Para ele, minimizar os prejuízos da pandemia na educação passa por políticas públicas energéticas, com um bom acolhimento aos alunos e um programa de avaliações diagnósticas no retorno.
Mais uma vez, refletindo a desigualdade nacional, os mais pobres e vulneráveis é que vão sentir os impactos “mais devastadores”, segundo o presidente do CNE. “Sabemos que certamente teremos aumento das taxas de abandono, exatamente entre aqueles que mais precisam da escola. A crise econômica se superpõe à educacional. Muitas famílias perderam suas fontes de renda, o desemprego e a informalidade se avolumam a cada dia. Na verdade, toda a economia cambaleante do país sofreu mais um duro golpe com a pandemia. E ainda há as perdas de vidas humanas, que são expressivamente maiores entre os mais pobres, aqueles que não conseguiram a necessária proteção social. Quando grita a necessidade de vida ou de morte, educação pode parecer item menor, mas na sequência inevitável da vida, essa impossibilidade de escolha cobrará o seu preço à sociedade brasileira”, afirma Siqueira.

————————

### Lista de tarefas
**1)** Por favor, edite o trecho sobre a pandemia e a educação: reescreva a parte que começa em "Para ele, minimizar" e segue até "diagnósticas no retorno.", substituindo "alunos" por "estudantes".
**2)** De acordo com o trecho sobre a pandemia e a educação, entre quem as perdas de vidas humanas são expressivamente maiores?

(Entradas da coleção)
————————

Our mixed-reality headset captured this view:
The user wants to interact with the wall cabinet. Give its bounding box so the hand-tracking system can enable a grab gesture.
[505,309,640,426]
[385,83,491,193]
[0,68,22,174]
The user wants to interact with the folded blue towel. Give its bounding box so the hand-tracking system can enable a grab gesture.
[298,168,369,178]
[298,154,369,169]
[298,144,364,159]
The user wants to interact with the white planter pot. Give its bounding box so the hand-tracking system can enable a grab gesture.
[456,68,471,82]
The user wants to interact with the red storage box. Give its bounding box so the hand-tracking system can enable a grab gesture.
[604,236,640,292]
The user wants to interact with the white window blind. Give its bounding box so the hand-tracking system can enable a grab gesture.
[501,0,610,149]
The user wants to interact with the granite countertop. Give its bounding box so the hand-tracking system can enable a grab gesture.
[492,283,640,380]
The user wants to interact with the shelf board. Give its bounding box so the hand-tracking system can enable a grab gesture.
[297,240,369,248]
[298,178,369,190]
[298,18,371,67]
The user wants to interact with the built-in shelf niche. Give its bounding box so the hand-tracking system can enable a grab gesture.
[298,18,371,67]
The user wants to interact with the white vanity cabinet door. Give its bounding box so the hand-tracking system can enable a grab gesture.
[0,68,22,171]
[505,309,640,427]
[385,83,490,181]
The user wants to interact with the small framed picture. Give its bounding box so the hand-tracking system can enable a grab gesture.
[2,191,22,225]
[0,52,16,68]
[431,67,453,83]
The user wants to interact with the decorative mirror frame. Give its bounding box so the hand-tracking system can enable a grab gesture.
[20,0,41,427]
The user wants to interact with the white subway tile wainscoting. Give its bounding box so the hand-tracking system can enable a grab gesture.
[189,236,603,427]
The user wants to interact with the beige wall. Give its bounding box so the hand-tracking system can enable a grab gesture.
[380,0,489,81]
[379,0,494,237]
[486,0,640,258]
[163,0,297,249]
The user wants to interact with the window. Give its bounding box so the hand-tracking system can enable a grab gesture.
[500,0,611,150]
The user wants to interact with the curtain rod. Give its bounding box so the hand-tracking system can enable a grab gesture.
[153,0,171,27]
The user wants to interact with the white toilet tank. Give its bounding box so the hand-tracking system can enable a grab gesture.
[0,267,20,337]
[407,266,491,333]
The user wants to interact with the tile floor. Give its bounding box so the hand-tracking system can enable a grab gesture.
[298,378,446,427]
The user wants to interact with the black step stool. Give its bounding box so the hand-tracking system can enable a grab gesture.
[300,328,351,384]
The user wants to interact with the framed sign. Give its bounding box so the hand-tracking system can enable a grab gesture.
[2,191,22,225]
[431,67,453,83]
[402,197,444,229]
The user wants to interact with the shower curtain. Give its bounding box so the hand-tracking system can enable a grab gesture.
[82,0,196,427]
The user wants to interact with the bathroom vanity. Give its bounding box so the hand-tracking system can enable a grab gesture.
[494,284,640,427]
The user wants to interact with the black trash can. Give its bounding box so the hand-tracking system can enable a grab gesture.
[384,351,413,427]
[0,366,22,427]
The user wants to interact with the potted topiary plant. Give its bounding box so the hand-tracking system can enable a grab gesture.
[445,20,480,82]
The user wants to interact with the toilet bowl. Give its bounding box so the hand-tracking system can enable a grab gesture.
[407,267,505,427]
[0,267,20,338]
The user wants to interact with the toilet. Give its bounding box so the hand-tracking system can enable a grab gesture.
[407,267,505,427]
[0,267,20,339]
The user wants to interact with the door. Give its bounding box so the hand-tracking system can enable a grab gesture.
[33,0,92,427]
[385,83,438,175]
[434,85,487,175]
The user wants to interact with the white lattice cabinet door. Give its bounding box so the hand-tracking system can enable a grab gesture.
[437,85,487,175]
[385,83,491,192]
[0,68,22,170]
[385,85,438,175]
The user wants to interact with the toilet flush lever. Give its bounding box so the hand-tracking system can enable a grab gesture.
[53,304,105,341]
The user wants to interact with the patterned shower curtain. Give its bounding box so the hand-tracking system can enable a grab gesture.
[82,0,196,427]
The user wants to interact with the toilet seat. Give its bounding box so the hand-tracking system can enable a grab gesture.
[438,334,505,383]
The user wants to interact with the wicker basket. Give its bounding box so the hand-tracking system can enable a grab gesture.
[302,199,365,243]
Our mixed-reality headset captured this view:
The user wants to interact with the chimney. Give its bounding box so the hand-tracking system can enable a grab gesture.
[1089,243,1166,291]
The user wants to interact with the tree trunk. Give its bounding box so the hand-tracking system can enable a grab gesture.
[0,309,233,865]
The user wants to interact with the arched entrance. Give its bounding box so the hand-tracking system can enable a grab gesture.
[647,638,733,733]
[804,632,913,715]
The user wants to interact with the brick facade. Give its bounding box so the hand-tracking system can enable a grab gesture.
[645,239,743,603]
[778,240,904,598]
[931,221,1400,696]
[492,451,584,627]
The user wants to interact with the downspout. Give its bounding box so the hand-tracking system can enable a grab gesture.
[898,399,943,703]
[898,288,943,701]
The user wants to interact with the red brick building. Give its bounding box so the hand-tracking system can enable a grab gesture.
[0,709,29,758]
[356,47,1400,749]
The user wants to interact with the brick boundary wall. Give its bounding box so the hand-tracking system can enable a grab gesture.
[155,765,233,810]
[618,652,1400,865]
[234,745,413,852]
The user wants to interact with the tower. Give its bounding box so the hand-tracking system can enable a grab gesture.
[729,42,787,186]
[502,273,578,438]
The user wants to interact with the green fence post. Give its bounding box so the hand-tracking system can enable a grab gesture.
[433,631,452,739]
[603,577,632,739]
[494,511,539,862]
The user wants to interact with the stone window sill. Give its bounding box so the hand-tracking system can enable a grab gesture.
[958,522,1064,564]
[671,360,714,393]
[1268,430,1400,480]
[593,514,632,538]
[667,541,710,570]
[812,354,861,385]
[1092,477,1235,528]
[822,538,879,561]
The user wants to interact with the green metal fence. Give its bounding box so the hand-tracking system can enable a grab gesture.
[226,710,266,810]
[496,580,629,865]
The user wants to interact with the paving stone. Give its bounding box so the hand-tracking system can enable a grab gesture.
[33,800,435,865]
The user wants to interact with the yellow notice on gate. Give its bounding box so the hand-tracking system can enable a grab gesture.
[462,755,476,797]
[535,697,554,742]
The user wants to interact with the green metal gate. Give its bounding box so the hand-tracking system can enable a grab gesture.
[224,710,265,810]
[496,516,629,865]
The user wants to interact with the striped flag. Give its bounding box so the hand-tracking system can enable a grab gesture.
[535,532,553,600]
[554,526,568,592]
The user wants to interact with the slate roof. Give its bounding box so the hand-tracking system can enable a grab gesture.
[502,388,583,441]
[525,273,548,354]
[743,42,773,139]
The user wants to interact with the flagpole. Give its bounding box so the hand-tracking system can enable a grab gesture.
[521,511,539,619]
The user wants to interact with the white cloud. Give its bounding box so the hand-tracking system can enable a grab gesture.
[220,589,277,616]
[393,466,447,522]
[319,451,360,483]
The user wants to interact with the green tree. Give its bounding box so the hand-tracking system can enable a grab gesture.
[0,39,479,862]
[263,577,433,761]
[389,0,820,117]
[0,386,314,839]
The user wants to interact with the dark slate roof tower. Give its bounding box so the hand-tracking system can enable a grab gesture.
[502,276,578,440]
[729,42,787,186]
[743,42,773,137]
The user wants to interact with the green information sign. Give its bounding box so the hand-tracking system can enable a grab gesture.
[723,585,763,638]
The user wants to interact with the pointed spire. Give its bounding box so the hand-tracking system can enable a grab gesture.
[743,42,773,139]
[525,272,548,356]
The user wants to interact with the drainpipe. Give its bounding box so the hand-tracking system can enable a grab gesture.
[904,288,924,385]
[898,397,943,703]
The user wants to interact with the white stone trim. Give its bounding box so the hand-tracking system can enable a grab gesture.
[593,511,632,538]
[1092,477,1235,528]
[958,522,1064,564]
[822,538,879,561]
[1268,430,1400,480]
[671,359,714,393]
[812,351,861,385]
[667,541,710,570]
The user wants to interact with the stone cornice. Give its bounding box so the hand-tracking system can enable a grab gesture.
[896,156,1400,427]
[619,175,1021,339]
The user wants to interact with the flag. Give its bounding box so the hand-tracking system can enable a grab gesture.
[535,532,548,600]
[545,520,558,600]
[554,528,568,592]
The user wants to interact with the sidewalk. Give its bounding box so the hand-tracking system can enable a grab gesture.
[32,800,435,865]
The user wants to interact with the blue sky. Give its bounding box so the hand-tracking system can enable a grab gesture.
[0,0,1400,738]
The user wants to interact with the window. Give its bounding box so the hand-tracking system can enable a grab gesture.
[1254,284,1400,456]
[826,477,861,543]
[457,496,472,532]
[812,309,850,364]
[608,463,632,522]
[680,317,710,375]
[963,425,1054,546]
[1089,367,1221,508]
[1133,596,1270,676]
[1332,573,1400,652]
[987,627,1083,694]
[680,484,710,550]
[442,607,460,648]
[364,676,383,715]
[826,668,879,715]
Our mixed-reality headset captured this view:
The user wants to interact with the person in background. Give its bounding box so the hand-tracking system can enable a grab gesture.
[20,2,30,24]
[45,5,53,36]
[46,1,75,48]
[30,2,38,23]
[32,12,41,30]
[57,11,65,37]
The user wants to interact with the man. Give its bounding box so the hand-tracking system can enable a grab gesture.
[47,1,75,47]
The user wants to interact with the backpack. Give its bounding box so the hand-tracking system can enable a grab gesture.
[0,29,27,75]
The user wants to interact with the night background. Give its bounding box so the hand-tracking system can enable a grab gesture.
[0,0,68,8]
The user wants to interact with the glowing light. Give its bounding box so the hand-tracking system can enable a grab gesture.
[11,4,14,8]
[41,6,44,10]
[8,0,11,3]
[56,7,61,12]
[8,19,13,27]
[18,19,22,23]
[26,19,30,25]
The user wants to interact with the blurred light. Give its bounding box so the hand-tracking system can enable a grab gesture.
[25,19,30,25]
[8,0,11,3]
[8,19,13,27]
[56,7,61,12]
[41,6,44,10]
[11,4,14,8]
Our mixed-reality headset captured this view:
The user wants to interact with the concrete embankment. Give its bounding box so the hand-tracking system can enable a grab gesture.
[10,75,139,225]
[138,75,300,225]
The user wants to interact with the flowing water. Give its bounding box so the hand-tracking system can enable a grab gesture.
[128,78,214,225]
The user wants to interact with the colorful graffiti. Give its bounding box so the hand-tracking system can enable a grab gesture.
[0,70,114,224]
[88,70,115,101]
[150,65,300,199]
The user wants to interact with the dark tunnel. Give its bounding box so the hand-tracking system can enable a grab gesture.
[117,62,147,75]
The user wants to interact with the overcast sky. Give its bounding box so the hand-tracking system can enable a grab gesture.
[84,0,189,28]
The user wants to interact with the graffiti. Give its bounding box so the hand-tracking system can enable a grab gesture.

————————

### Respostas
**1)**
Para ele, minimizar os prejuízos da pandemia na educação passa por políticas públicas energéticas, com um bom acolhimento aos estudantes e um programa de avaliações diagnósticas no retorno.

**2)** Entre os mais pobres, aqueles que não conseguiram a necessária proteção social.